(SOURCE DATA)

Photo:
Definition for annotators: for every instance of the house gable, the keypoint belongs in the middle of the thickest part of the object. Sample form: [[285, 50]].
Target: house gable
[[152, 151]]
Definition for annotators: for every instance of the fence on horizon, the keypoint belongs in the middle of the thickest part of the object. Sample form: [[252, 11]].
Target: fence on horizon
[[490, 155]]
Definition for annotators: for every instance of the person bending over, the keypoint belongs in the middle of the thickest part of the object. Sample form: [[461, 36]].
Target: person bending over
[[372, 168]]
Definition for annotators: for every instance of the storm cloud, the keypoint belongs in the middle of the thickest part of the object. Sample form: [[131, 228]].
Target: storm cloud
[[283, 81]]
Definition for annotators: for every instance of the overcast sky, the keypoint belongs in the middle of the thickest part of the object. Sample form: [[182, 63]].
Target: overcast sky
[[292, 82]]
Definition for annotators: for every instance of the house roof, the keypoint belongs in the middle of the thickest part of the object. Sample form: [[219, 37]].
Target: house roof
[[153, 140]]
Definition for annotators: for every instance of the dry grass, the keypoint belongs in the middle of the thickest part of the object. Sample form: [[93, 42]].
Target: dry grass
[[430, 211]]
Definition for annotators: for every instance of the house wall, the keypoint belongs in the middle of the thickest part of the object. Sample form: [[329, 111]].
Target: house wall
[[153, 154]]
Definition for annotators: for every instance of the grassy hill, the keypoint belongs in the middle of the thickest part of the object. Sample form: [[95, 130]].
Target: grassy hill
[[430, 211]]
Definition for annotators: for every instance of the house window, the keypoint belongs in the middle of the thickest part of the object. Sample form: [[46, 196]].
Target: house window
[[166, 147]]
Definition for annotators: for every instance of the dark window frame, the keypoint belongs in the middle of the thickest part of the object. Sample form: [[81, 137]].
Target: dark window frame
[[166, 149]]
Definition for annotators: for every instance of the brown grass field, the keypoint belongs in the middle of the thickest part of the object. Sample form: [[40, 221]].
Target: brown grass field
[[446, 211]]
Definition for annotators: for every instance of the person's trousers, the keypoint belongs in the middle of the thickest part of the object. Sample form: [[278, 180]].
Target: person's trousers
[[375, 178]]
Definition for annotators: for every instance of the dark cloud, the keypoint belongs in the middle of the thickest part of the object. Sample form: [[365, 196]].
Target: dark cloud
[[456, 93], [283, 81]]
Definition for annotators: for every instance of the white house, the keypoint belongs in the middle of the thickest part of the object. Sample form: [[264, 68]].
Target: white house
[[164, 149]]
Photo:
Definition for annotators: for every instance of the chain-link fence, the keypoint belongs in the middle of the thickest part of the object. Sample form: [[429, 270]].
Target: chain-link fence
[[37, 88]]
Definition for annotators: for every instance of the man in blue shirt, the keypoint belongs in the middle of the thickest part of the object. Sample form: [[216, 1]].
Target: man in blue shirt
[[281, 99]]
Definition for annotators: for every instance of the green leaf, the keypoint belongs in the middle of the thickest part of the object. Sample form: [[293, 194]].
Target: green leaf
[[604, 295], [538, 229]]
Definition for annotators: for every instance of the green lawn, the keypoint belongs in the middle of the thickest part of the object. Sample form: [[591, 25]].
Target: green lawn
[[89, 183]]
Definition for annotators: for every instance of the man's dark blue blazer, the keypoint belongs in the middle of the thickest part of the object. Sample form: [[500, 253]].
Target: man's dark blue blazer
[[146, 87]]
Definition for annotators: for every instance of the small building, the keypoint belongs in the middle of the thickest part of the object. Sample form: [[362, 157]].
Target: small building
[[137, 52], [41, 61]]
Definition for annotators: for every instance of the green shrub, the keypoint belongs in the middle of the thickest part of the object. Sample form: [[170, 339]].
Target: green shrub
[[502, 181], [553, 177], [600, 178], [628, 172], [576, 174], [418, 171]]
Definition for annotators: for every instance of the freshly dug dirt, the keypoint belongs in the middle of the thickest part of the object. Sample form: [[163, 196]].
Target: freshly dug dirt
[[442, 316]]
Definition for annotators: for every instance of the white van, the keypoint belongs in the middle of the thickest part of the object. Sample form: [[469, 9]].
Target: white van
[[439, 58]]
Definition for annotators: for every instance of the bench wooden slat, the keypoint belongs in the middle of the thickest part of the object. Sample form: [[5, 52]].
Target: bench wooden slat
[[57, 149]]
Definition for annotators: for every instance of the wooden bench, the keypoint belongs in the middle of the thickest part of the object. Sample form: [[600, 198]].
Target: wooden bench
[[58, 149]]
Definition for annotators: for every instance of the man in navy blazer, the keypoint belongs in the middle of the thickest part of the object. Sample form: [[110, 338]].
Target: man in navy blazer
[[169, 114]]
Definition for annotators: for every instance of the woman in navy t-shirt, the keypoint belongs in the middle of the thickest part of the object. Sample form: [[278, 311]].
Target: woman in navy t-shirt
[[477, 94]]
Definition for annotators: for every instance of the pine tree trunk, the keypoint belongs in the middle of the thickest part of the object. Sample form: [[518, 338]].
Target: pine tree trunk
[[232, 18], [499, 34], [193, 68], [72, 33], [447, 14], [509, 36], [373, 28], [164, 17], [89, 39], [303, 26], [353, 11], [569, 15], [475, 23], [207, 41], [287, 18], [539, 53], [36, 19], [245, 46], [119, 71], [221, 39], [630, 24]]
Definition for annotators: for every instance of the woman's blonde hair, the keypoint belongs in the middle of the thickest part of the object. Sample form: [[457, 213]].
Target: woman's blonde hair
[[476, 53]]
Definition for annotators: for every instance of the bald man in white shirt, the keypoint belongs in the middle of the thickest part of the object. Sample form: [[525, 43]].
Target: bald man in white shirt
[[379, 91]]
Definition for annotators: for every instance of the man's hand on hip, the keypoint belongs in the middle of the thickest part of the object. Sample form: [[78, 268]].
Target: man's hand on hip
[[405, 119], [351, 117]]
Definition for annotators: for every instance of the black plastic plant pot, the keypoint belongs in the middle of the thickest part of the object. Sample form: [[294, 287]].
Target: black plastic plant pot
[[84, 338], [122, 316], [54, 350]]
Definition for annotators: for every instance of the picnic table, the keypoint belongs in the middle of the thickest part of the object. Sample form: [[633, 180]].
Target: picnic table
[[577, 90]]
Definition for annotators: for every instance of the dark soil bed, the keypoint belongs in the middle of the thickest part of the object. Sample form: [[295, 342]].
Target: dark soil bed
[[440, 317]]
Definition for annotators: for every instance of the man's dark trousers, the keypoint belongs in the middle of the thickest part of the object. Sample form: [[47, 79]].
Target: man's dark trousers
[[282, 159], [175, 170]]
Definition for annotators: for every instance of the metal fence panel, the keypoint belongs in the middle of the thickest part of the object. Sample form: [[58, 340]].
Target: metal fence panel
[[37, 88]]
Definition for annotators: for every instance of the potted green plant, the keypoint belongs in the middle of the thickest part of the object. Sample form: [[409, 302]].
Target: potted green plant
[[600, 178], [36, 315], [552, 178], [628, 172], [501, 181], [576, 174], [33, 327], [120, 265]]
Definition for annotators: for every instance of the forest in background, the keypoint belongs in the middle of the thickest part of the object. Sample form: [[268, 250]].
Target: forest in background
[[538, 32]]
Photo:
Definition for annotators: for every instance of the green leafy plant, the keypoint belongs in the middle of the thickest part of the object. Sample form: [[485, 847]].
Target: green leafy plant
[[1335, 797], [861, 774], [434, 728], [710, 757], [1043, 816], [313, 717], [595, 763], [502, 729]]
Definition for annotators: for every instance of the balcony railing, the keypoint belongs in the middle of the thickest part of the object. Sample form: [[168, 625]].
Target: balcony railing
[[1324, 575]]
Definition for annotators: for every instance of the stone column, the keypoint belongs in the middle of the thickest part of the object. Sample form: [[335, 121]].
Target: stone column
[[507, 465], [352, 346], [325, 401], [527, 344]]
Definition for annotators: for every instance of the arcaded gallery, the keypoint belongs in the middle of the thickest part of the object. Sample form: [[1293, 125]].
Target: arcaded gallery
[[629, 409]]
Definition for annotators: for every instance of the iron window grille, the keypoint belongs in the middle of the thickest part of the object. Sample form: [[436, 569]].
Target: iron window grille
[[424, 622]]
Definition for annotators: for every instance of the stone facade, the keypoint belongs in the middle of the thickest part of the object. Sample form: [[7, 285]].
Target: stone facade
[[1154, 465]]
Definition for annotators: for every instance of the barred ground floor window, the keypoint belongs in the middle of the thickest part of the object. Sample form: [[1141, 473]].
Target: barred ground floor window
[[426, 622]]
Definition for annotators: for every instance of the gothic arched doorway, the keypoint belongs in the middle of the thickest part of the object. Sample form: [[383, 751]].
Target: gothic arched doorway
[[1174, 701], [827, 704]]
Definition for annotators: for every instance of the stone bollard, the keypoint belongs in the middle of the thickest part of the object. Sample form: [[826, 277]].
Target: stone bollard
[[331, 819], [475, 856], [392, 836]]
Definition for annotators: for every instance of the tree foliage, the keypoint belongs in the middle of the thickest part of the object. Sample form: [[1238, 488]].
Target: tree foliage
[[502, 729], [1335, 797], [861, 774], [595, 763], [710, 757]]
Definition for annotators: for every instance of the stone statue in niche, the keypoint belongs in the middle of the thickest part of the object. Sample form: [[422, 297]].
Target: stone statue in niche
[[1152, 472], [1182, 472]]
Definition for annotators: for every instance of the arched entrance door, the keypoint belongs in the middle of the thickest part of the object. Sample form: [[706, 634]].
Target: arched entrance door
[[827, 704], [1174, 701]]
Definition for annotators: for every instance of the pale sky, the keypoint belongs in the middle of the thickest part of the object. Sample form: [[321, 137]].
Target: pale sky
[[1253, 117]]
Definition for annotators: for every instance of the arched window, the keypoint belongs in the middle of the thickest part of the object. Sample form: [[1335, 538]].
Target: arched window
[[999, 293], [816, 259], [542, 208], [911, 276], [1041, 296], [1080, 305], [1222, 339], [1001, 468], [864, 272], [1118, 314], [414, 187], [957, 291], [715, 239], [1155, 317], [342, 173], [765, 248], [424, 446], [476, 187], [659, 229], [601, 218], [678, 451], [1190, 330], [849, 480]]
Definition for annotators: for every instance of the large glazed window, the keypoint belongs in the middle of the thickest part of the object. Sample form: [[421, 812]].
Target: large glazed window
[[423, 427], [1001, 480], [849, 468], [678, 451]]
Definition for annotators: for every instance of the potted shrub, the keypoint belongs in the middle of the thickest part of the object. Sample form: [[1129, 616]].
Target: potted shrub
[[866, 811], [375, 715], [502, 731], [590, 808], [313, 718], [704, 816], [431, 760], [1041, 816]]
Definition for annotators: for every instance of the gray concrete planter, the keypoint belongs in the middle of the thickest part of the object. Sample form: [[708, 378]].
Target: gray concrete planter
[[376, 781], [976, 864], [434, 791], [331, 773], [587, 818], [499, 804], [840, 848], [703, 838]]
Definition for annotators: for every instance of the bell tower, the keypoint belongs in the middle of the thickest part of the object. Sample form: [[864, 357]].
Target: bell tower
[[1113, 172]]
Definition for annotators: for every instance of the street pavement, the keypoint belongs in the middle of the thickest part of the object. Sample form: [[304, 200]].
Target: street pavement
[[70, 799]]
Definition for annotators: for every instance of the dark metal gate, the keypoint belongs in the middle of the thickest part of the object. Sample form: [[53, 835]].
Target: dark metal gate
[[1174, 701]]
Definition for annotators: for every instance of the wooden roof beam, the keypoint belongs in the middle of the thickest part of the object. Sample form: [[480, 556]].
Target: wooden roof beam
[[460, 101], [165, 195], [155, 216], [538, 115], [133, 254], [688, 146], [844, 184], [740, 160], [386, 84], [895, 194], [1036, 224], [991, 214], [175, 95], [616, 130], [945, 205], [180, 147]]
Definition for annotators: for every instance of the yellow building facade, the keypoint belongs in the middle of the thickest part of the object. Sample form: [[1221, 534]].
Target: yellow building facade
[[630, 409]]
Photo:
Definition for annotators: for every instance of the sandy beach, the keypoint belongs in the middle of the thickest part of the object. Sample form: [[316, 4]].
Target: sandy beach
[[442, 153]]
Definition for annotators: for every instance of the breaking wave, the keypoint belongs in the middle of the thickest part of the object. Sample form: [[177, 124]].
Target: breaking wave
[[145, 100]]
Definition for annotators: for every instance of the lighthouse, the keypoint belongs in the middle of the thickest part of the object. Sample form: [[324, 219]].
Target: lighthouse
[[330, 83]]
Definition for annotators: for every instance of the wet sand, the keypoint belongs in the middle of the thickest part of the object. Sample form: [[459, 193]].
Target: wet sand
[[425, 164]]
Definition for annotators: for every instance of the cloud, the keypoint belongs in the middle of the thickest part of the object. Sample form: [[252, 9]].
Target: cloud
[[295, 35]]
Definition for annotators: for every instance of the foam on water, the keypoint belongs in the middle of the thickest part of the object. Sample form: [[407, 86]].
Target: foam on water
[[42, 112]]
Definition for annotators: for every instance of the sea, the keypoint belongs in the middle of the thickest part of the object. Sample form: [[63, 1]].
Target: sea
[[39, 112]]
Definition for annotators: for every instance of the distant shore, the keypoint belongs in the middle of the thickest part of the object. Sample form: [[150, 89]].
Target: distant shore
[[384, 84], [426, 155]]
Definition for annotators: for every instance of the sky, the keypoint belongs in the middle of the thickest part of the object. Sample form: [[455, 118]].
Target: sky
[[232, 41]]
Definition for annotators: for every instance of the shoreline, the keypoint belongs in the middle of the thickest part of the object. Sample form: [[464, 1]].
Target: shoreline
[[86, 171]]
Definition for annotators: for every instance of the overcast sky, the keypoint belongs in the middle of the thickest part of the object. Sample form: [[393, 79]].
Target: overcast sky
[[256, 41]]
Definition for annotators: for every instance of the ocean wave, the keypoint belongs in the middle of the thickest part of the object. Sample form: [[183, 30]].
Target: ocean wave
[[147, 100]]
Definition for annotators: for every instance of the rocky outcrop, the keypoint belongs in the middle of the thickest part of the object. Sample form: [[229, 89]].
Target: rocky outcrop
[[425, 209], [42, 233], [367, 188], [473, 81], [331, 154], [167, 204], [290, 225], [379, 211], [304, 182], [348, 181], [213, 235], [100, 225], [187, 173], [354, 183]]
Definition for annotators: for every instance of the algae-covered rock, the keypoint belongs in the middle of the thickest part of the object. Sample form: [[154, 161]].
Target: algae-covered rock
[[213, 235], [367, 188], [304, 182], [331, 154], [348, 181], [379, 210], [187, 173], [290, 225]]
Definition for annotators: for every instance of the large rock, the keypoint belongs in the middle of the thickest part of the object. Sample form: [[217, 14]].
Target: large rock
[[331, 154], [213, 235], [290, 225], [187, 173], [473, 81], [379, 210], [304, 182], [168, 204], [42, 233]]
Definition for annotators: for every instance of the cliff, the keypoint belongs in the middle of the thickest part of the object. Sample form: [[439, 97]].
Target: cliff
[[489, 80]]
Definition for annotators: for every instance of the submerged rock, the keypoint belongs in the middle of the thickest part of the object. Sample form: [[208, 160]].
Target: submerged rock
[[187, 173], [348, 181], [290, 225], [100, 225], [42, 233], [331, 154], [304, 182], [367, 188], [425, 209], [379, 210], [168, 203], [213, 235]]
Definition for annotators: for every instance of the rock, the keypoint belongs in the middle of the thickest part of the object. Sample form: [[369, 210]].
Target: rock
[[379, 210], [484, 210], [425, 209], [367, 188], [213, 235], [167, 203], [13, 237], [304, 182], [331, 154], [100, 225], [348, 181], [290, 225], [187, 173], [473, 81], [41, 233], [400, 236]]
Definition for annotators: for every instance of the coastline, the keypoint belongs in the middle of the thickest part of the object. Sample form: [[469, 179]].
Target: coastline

(End SOURCE DATA)

#### TASK STATEMENT
Among the lines above, find each one containing the string "coastline" and copy it.

#### THE COMPLETED TASK
Definition for annotators: for every instance of the coastline, the keypoint belongs in the middle of the thickest part of the object. Sample form: [[469, 179]].
Target: coastline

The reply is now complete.